- [RECORDS PROVIDED]:
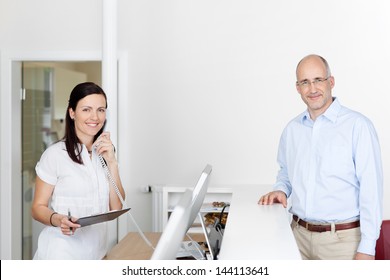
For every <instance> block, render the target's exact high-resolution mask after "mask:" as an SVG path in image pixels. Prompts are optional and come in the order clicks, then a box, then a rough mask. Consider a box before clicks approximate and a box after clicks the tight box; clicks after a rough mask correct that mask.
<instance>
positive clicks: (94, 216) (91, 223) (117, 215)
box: [75, 208, 130, 227]
mask: <svg viewBox="0 0 390 280" xmlns="http://www.w3.org/2000/svg"><path fill="white" fill-rule="evenodd" d="M129 210H130V208H125V209H121V210H113V211H110V212H106V213H102V214H97V215H92V216H87V217H82V218H79V219H78V220H77V221H76V222H75V224H79V225H81V226H82V227H85V226H89V225H93V224H98V223H103V222H108V221H111V220H114V219H116V218H118V217H119V216H120V215H122V214H124V213H126V212H127V211H129Z"/></svg>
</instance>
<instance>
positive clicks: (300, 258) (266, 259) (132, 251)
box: [105, 186, 301, 260]
mask: <svg viewBox="0 0 390 280" xmlns="http://www.w3.org/2000/svg"><path fill="white" fill-rule="evenodd" d="M268 191H270V187H269V186H242V187H234V188H232V201H231V205H230V209H229V216H228V219H227V223H226V227H225V232H224V236H223V240H222V244H221V250H220V253H219V256H218V259H220V260H261V259H264V260H294V259H295V260H296V259H301V257H300V254H299V250H298V247H297V245H296V242H295V239H294V236H293V234H292V231H291V228H290V220H289V214H288V212H287V210H286V209H285V208H283V206H282V205H281V204H274V205H258V204H257V201H258V200H259V198H260V196H261V195H262V194H265V193H266V192H268ZM146 235H147V237H148V239H150V240H151V242H152V244H153V245H154V246H155V245H156V244H157V241H158V239H159V237H160V235H161V233H147V234H146ZM194 239H195V240H197V241H198V240H199V241H200V240H202V236H196V238H194ZM152 253H153V250H152V249H151V248H150V247H148V246H147V245H146V243H145V242H144V241H143V240H142V239H141V237H140V236H139V235H138V233H135V232H131V233H129V234H128V235H127V236H126V237H125V238H123V239H122V240H121V241H120V242H119V243H118V244H117V245H116V246H114V248H112V250H111V251H110V252H108V254H107V256H106V258H105V259H117V260H119V259H120V260H124V259H133V260H134V259H149V258H150V256H151V255H152Z"/></svg>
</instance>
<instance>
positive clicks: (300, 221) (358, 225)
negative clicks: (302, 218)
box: [293, 215, 360, 232]
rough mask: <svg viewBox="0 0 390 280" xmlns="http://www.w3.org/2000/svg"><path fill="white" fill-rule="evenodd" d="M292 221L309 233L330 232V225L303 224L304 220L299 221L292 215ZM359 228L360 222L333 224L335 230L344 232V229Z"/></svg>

- [EXERCISE DETAILS]:
The answer must consist of each line from the entries that contains the string "rough".

- [ANSWER SPACE]:
For every <instance> block, render the target's exact high-resolution mask after "mask:" as an SVG path in image pixels. Prompts are optional and come in the order clicks, then a box, then a rough mask. Consider a box before clicks approximate and a box after clicks the tight box; clicks after a rough mask correct that mask.
rough mask: <svg viewBox="0 0 390 280" xmlns="http://www.w3.org/2000/svg"><path fill="white" fill-rule="evenodd" d="M292 221L309 233L330 232V225L303 224L304 220L299 221L292 215ZM359 228L360 222L333 224L335 230L344 232V229Z"/></svg>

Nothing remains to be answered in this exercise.